> [DESCRIPTION OF THE TASK]: Report each line of the records below that contains the string "woman". Case counts.
>> Begin SUPPLIED RECORDS
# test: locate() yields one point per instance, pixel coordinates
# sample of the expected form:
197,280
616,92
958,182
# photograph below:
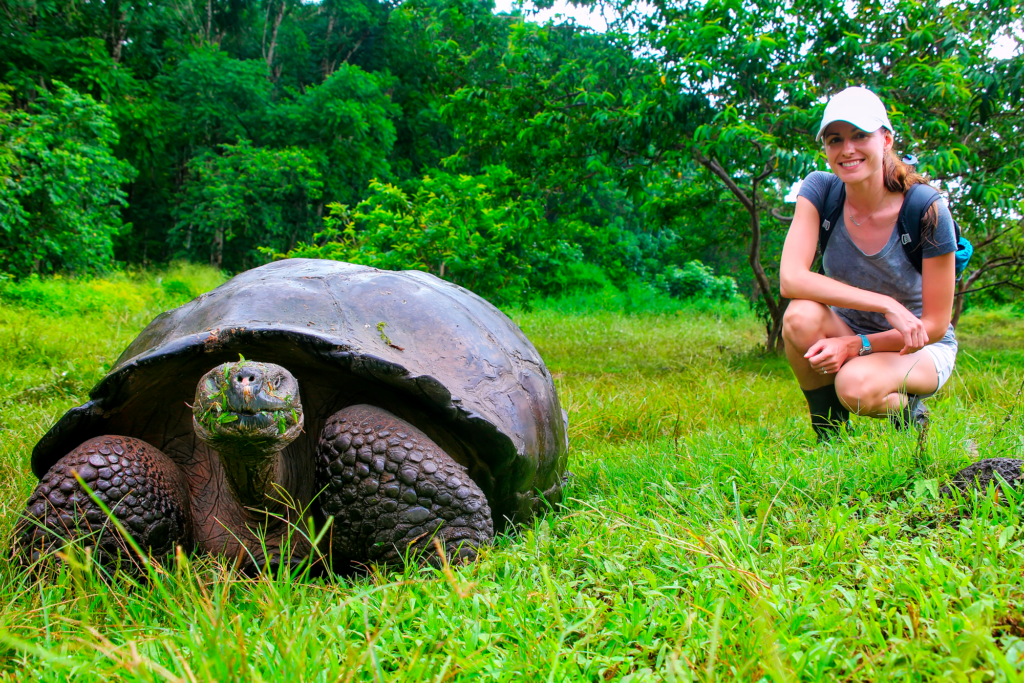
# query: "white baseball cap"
857,105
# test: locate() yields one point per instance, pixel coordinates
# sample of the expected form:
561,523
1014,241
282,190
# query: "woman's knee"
859,388
803,323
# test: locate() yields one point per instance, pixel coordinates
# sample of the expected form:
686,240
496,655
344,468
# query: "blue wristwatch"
866,348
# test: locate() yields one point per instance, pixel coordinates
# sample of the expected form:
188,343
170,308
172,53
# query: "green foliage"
246,198
59,184
672,137
344,124
704,537
696,280
464,228
481,232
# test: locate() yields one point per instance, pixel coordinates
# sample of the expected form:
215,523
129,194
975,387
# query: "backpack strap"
916,200
830,212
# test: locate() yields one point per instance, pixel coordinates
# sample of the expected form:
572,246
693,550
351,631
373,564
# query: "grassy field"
705,536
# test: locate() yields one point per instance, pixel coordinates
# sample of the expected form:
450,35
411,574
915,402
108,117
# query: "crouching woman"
871,335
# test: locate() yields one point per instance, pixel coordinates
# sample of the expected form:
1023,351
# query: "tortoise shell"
433,353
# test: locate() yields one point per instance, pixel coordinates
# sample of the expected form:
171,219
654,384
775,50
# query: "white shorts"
943,353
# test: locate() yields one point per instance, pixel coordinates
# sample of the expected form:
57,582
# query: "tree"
59,184
249,197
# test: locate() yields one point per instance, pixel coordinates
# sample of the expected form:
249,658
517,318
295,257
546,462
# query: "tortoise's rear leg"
391,491
140,485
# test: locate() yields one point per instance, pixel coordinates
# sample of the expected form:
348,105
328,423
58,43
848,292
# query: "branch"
717,169
998,284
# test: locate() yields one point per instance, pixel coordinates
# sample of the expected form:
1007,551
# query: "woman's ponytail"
898,178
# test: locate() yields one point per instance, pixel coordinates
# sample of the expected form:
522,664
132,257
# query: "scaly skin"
140,485
392,491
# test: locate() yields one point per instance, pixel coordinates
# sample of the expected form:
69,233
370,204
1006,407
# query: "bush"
60,195
695,281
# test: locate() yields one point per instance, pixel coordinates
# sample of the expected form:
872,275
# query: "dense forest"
513,158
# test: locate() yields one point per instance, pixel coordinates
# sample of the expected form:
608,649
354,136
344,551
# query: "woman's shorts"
942,353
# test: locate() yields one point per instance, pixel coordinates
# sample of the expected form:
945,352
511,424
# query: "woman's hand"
827,355
913,330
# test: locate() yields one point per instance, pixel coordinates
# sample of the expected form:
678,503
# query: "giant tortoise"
404,410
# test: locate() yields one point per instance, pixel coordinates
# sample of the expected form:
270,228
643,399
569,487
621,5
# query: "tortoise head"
248,407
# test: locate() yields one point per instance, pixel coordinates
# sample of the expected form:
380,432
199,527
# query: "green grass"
705,537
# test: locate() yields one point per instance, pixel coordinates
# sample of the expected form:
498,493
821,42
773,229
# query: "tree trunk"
217,253
117,30
775,308
327,67
273,35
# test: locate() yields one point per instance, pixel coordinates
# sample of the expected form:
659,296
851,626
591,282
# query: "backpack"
916,201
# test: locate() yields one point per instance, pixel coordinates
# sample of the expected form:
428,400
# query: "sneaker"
913,414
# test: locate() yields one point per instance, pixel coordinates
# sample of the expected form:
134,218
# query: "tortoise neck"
255,474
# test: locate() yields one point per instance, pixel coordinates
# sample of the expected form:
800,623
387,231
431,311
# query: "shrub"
695,281
60,193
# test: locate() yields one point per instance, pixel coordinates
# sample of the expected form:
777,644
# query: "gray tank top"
889,271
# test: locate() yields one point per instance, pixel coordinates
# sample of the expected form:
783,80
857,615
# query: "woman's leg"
805,324
878,385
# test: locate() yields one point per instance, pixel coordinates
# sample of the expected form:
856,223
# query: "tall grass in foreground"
705,537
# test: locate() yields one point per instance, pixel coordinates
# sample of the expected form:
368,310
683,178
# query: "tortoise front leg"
391,489
139,484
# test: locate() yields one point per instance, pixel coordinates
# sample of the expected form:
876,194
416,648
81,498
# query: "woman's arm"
797,281
938,285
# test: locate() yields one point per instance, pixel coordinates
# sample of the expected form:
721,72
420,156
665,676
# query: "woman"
871,335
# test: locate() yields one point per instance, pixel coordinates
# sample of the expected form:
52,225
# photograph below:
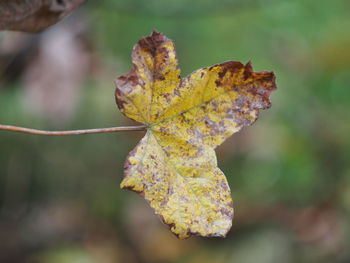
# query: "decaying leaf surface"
174,166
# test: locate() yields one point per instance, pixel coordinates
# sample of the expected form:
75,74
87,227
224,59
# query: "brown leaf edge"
151,43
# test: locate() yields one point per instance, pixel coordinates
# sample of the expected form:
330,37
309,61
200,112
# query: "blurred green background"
289,173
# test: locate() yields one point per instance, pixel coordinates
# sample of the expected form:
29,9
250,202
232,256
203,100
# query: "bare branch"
34,15
73,132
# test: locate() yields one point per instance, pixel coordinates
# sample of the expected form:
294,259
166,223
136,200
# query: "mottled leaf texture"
174,166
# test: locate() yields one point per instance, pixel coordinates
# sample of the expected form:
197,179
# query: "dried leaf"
>> End SUPPLIED RECORDS
> [EXPECTED ANSWER]:
# query: "woman's knee"
# query: "crouching woman"
# query: "woman's ponytail"
# query: "woman's shorts"
# query: "woman's hand"
# query: "woman's leg"
# query: "woman's arm"
# query: "woman"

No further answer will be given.